● **Goal of the exercise**: Scan the records for the line containing "Where can the boy's nose"; extract it and all later lines, verbatim, through the end, and nothing before it.

● **Records**:
══════════════════════════════

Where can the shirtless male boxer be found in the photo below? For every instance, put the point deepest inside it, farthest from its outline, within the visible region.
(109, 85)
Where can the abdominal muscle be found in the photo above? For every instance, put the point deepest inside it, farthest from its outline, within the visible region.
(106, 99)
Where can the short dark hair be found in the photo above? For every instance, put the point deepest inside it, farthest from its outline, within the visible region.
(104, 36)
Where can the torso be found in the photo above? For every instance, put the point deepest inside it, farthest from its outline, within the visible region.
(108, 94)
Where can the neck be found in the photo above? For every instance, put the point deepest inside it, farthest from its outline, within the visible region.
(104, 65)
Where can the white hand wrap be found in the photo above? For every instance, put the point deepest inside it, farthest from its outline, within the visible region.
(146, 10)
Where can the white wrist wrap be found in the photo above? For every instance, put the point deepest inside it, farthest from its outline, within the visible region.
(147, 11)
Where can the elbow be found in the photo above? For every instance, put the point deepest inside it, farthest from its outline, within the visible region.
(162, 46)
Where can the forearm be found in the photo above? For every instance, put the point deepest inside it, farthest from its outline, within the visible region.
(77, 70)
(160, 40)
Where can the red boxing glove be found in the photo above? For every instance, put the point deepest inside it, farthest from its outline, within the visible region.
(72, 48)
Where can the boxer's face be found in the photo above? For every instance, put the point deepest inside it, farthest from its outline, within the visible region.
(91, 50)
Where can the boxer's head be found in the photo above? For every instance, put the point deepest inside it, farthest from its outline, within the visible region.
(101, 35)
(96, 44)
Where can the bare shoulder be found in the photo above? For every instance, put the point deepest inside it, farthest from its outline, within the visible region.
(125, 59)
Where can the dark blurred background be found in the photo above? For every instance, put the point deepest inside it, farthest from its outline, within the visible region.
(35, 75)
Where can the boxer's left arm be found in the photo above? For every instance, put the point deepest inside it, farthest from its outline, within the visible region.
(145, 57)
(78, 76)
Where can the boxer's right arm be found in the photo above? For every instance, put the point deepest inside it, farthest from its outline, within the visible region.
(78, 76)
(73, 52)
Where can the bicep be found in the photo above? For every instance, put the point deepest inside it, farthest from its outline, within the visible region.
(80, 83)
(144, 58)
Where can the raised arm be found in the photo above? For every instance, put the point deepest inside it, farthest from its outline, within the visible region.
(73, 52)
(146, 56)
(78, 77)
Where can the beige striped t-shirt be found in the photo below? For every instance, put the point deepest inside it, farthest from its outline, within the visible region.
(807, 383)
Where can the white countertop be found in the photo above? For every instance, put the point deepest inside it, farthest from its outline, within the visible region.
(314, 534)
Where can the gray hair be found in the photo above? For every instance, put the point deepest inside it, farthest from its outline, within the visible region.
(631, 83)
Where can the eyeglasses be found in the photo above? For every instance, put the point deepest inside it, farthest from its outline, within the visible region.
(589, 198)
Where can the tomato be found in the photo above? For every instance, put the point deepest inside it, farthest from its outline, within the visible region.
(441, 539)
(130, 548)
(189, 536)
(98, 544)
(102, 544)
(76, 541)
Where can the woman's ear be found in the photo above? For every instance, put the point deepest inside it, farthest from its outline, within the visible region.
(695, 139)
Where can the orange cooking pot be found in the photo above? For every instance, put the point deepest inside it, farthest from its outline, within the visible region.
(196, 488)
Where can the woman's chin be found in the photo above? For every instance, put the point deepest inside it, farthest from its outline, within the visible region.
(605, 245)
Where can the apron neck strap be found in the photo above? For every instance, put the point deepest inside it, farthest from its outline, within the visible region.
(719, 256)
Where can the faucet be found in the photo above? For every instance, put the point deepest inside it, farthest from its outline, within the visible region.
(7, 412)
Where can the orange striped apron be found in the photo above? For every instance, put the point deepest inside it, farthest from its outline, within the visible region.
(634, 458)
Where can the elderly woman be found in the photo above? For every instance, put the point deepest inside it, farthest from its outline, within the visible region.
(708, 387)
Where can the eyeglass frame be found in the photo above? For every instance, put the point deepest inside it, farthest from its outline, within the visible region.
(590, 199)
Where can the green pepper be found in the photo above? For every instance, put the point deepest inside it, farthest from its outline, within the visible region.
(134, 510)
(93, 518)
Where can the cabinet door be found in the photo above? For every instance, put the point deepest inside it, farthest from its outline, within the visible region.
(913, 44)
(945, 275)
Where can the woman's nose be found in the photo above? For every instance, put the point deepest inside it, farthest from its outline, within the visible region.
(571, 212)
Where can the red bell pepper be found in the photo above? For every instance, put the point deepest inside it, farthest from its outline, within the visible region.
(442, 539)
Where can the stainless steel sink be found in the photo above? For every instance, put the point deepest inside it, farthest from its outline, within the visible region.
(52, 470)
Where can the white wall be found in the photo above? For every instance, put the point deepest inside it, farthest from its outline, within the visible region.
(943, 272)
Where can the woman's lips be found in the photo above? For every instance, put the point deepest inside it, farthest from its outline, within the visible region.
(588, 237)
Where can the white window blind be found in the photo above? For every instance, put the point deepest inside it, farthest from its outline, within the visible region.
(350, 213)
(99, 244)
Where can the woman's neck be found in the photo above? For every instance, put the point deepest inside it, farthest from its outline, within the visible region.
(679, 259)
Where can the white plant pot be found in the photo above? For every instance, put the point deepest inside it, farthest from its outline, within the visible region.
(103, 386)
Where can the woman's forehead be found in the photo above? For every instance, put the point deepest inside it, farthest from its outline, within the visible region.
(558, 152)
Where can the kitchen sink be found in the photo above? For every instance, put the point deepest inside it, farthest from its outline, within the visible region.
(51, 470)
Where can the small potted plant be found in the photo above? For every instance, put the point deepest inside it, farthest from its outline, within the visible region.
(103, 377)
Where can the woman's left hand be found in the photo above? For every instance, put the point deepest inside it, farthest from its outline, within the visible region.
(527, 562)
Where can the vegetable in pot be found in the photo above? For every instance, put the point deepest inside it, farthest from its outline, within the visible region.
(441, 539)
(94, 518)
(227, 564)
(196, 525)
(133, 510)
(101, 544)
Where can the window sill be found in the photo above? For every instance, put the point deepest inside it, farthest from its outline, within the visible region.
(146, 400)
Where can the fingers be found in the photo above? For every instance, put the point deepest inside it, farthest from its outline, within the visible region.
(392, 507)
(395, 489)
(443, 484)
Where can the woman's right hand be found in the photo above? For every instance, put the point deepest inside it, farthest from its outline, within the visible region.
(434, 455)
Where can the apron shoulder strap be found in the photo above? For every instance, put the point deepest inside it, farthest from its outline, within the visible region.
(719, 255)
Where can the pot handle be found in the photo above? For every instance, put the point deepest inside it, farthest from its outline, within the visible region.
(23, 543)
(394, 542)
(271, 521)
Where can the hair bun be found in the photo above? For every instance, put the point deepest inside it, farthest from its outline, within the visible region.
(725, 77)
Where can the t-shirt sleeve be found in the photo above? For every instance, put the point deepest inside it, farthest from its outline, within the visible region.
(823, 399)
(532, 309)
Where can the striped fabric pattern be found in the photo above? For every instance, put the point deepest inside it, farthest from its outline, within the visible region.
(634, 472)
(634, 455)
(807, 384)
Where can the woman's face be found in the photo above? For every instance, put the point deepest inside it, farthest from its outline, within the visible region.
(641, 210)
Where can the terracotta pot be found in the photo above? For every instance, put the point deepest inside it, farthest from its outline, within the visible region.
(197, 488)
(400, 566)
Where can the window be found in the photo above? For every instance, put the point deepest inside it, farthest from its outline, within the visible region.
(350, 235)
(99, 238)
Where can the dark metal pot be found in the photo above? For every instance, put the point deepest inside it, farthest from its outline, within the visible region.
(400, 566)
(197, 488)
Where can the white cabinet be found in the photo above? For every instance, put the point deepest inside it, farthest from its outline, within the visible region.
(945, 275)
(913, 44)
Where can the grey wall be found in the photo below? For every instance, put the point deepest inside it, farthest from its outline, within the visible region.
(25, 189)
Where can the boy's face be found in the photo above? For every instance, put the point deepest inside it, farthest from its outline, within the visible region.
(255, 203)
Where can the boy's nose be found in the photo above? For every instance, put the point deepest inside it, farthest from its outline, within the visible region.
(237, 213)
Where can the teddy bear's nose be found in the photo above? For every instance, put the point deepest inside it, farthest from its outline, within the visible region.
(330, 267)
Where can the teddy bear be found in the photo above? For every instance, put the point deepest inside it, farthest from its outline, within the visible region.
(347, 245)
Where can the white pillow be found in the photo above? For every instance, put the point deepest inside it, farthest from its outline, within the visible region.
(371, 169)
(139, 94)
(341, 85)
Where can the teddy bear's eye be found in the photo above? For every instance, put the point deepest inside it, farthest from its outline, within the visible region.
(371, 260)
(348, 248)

══════════════════════════════

● **Answer**:
Where can the boy's nose be found in the photo above? For every instance, put the point deepest inside it, farthest from its outline, within the visible region.
(237, 213)
Where can the teddy bear's nose be found in the photo above? For every instance, put the point deepest inside it, farthest from its outline, within the visible region.
(330, 267)
Where can the teddy bear be found in the photo above? For every instance, put the point deepest inside it, farthest from its outline, within the visible region.
(347, 245)
Where can the white pillow be found in the photo above? For every instance, put the point deepest inside it, farthest from its outline, within the visible region.
(371, 169)
(139, 94)
(341, 85)
Where can the teddy bear's eye be found in the photo above? For every instance, put the point deepest inside it, farthest from its outline, within the visible region.
(371, 260)
(348, 248)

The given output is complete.